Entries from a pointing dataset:

** START **

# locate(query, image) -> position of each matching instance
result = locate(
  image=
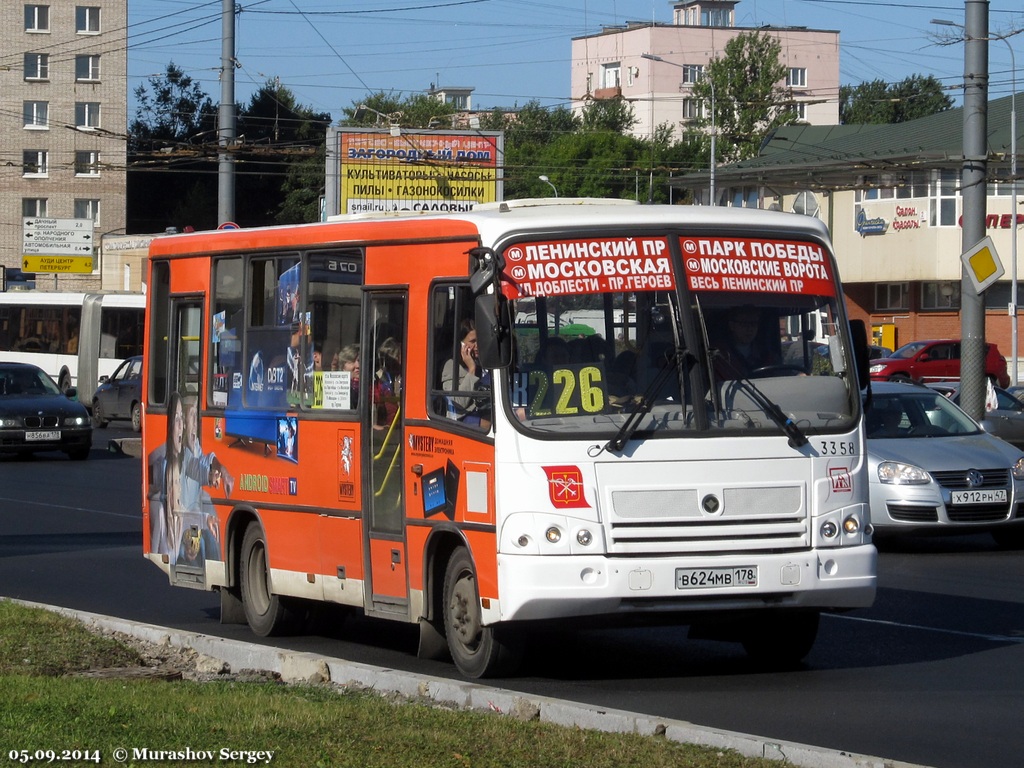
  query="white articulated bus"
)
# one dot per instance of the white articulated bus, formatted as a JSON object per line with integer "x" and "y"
{"x": 75, "y": 337}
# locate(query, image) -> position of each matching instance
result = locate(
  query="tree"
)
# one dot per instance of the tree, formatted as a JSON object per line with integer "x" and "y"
{"x": 749, "y": 100}
{"x": 881, "y": 102}
{"x": 171, "y": 173}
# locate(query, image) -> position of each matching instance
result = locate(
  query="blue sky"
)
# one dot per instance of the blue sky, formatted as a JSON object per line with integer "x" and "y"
{"x": 332, "y": 52}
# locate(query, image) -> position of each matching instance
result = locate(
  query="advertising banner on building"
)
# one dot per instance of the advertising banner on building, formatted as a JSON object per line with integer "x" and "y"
{"x": 411, "y": 170}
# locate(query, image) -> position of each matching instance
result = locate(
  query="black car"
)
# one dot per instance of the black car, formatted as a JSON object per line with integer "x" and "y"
{"x": 36, "y": 416}
{"x": 120, "y": 395}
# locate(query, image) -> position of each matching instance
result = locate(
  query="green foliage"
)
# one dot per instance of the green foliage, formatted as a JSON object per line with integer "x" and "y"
{"x": 749, "y": 101}
{"x": 880, "y": 102}
{"x": 173, "y": 109}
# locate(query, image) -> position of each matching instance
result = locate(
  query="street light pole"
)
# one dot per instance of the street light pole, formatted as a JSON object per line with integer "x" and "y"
{"x": 711, "y": 177}
{"x": 1013, "y": 195}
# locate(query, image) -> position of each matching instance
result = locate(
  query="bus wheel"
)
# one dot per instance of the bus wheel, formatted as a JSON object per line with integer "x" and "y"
{"x": 266, "y": 613}
{"x": 97, "y": 416}
{"x": 780, "y": 639}
{"x": 476, "y": 650}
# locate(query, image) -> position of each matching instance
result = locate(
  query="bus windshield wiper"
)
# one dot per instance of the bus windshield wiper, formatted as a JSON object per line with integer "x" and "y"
{"x": 631, "y": 425}
{"x": 771, "y": 409}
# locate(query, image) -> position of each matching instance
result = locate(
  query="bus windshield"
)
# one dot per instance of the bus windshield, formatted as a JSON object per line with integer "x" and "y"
{"x": 674, "y": 359}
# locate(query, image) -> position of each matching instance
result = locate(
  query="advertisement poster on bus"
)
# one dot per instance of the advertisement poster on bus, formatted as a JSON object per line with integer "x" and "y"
{"x": 416, "y": 170}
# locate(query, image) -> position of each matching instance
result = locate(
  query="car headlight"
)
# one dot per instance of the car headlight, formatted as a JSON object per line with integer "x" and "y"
{"x": 1018, "y": 469}
{"x": 896, "y": 473}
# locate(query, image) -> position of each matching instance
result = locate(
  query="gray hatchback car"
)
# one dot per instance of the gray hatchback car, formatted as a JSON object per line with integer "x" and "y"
{"x": 120, "y": 395}
{"x": 931, "y": 467}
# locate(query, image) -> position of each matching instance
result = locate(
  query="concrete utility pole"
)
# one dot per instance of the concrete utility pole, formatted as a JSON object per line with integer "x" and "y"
{"x": 227, "y": 129}
{"x": 974, "y": 194}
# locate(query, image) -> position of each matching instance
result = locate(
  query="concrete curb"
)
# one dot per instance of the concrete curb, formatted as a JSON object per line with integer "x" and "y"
{"x": 297, "y": 667}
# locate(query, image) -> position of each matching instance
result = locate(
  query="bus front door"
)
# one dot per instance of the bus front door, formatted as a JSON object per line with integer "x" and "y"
{"x": 384, "y": 367}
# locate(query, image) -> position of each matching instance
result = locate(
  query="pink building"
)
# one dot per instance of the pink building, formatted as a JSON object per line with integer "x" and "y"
{"x": 611, "y": 64}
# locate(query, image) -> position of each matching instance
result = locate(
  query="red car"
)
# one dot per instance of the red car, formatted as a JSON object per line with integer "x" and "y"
{"x": 938, "y": 359}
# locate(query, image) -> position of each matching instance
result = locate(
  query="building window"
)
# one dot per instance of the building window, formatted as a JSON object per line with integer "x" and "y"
{"x": 943, "y": 202}
{"x": 892, "y": 296}
{"x": 86, "y": 163}
{"x": 86, "y": 114}
{"x": 87, "y": 209}
{"x": 33, "y": 207}
{"x": 87, "y": 19}
{"x": 35, "y": 114}
{"x": 34, "y": 163}
{"x": 796, "y": 77}
{"x": 716, "y": 17}
{"x": 37, "y": 66}
{"x": 37, "y": 18}
{"x": 87, "y": 68}
{"x": 944, "y": 295}
{"x": 692, "y": 74}
{"x": 611, "y": 75}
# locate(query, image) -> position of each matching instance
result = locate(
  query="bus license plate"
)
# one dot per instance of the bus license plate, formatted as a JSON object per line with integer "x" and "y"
{"x": 688, "y": 579}
{"x": 979, "y": 497}
{"x": 43, "y": 435}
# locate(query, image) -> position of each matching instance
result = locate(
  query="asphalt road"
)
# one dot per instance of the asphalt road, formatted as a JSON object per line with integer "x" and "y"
{"x": 933, "y": 674}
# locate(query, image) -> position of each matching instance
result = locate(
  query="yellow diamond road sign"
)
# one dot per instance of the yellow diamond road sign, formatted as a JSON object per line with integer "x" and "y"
{"x": 982, "y": 263}
{"x": 61, "y": 264}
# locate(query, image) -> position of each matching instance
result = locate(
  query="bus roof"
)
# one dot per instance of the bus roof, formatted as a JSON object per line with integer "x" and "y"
{"x": 491, "y": 222}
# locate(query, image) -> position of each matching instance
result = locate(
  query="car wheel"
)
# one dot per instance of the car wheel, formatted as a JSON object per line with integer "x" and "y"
{"x": 476, "y": 650}
{"x": 98, "y": 418}
{"x": 266, "y": 612}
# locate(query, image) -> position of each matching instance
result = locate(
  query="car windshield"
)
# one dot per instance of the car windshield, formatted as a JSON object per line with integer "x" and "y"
{"x": 593, "y": 360}
{"x": 915, "y": 414}
{"x": 908, "y": 350}
{"x": 23, "y": 381}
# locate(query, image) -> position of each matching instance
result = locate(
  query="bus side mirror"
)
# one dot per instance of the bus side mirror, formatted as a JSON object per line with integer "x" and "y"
{"x": 861, "y": 355}
{"x": 494, "y": 331}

** END **

• **Short exercise**
Copy the listing word for word, excluding its pictures.

• **Task result**
# locate(query, image) -> position of each matching instance
result = locate(
  image=
  query="white articulated bus"
)
# one dot per instance of the white articulated bus, formatted as a JSON object per line with integer "x" and "y"
{"x": 75, "y": 337}
# locate(query, image) -> position of each matching instance
result = locate(
  query="tree"
)
# one dot per instance of the tree, formatted as a JSON object per line with integer "x" and "y"
{"x": 749, "y": 100}
{"x": 881, "y": 102}
{"x": 171, "y": 173}
# locate(query, image) -> position of each matching instance
result = locate(
  query="blue sky"
)
# one dot per instance of the blue sky, formatted as a JSON object per line with integer "x" and "y"
{"x": 332, "y": 52}
# locate(query, image) -> position of each matching instance
result = locate(
  query="advertising banner on building"
)
# one dot per instance of the advertising banner on building, formatted as a JSON object per line with integer "x" and "y"
{"x": 411, "y": 170}
# locate(query, image) -> position of each matching instance
result = locate(
  query="black car"
)
# one dot per instance of the black car, formatted as a JSON object per line with integer "x" and "y"
{"x": 36, "y": 416}
{"x": 120, "y": 395}
# locate(query, image) -> position of each matching instance
result = locate(
  query="green foliage"
)
# one dot per instance of the green foliage, formatted as a JSON object per line with integer "x" and "y"
{"x": 749, "y": 101}
{"x": 880, "y": 102}
{"x": 173, "y": 109}
# locate(query, image) -> position of each matching instance
result = locate(
  query="street light pole"
)
# one dot per instance of the street light pole, formatted as a JSON object per line with integer "x" and "y"
{"x": 711, "y": 177}
{"x": 1013, "y": 195}
# locate(query, image) -> position of each matching instance
result = locate(
  query="bus wheel"
)
# one dot per instance of the bus wheel, formatted as a JSON object per line with integer "x" and "y"
{"x": 266, "y": 613}
{"x": 97, "y": 416}
{"x": 780, "y": 639}
{"x": 476, "y": 650}
# locate(query, image) -> position of each matching instance
result = locate(
  query="bus windshield wiper"
)
# one dot per instance of the bus windshield wiper, formatted as a JSON object per line with integer "x" and "y"
{"x": 631, "y": 425}
{"x": 771, "y": 409}
# locate(query, image) -> position of each matching instance
result = locate(
  query="bus windshield"
)
# one dot per instance of the bus windshield, formatted as a JSON object per line with integer "x" and "y"
{"x": 674, "y": 359}
# locate(query, image) -> position of each matching instance
result = locate(
  query="advertisement poster on bus"
)
# one dot per instance of the advertisement poster on bus, formatted as a JSON object per line with integer "x" and "y"
{"x": 416, "y": 170}
# locate(query, image) -> position of each matching instance
result = locate(
  query="car headlight"
)
# one dot per instance of the car headlight, formatted as a JSON object per line with integer "x" and "y"
{"x": 1018, "y": 469}
{"x": 896, "y": 473}
# locate(query, image) -> position of each matching instance
result = locate(
  query="gray hatchback car"
)
# one dot per instance of the gray hatchback car, formatted as a JSON object per line with integer "x" and "y"
{"x": 120, "y": 395}
{"x": 931, "y": 467}
# locate(query, image) -> position of each matching instance
result = locate(
  query="concrete utility pole"
)
# one dot per instance of the concrete utility pole, formatted as a JSON object per line with integer "x" and "y"
{"x": 227, "y": 129}
{"x": 974, "y": 194}
# locate(query, image) -> position of each matching instance
result = locate(
  query="concrete curb"
)
# one dot per instance of the concrete curb, formatted as a JSON object per line with integer "x" and "y"
{"x": 297, "y": 667}
# locate(query, image) -> position of each matching instance
result = locate(
  query="bus front door"
)
# one dot per instance of the bus front door, formatted as a JSON object per line with integer "x" and "y"
{"x": 384, "y": 367}
# locate(query, image) -> position of each matching instance
result = locate(
  query="pink building"
)
# one dot per instance of the pink building, formatted as a JSON object per line with integer "x" and "y"
{"x": 611, "y": 64}
# locate(query, image) -> position of each matching instance
result = locate(
  query="red car"
)
# one dot per instance of the red car, formatted as a JSON object per line with integer "x" and "y"
{"x": 938, "y": 359}
# locate(query, image) -> position of each matching instance
result = locate(
  query="building window"
)
# one dot per instance of the building window, formatted as a JSON object per line with integer "x" and "y"
{"x": 943, "y": 202}
{"x": 892, "y": 296}
{"x": 86, "y": 163}
{"x": 86, "y": 114}
{"x": 87, "y": 209}
{"x": 33, "y": 207}
{"x": 87, "y": 19}
{"x": 35, "y": 114}
{"x": 34, "y": 163}
{"x": 796, "y": 77}
{"x": 716, "y": 17}
{"x": 37, "y": 66}
{"x": 37, "y": 18}
{"x": 87, "y": 68}
{"x": 944, "y": 295}
{"x": 692, "y": 74}
{"x": 611, "y": 75}
# locate(query, image) -> position of each matching instance
result = locate(
  query="bus license plate"
)
# one dot per instance of the bus license plate, formatted as a JSON object per line with integer "x" and "y"
{"x": 688, "y": 579}
{"x": 979, "y": 497}
{"x": 43, "y": 435}
# locate(query, image) -> position of each matching instance
result = locate(
  query="asphalt road"
)
# one dot per instance of the asphalt road, formatted as a JSON object per line with integer "x" and "y"
{"x": 933, "y": 674}
# locate(query, image) -> position of each matching instance
result = locate(
  query="yellow diamond road sign"
)
# one dot per instance of the yellow diamond road sign, formatted as a JSON object per line with integer "x" and "y"
{"x": 982, "y": 263}
{"x": 61, "y": 264}
# locate(query, image) -> position of each matching instance
result = locate(
  query="bus roof"
)
# one dot per instance of the bus roof, formatted as a JSON object per line with integer "x" and "y"
{"x": 491, "y": 222}
# locate(query, image) -> position of each matching instance
result = locate(
  query="car wheel"
)
# one dot per instance of the car wheel, formatted as a JSON object per line with integer "x" and "y"
{"x": 476, "y": 650}
{"x": 98, "y": 418}
{"x": 266, "y": 612}
# locate(query, image) -> position of each matching instance
result = locate(
  query="car windshield"
)
# one dot per instance of the car windshield, formatted as a JSON object per line with integer "x" and "y"
{"x": 593, "y": 360}
{"x": 915, "y": 414}
{"x": 908, "y": 350}
{"x": 23, "y": 381}
# locate(query, image) -> position of each matching instance
result = locate(
  query="bus side mirror"
)
# one dot per instance of the bus side mirror, formatted as a JSON object per line with integer "x" and "y"
{"x": 861, "y": 355}
{"x": 494, "y": 331}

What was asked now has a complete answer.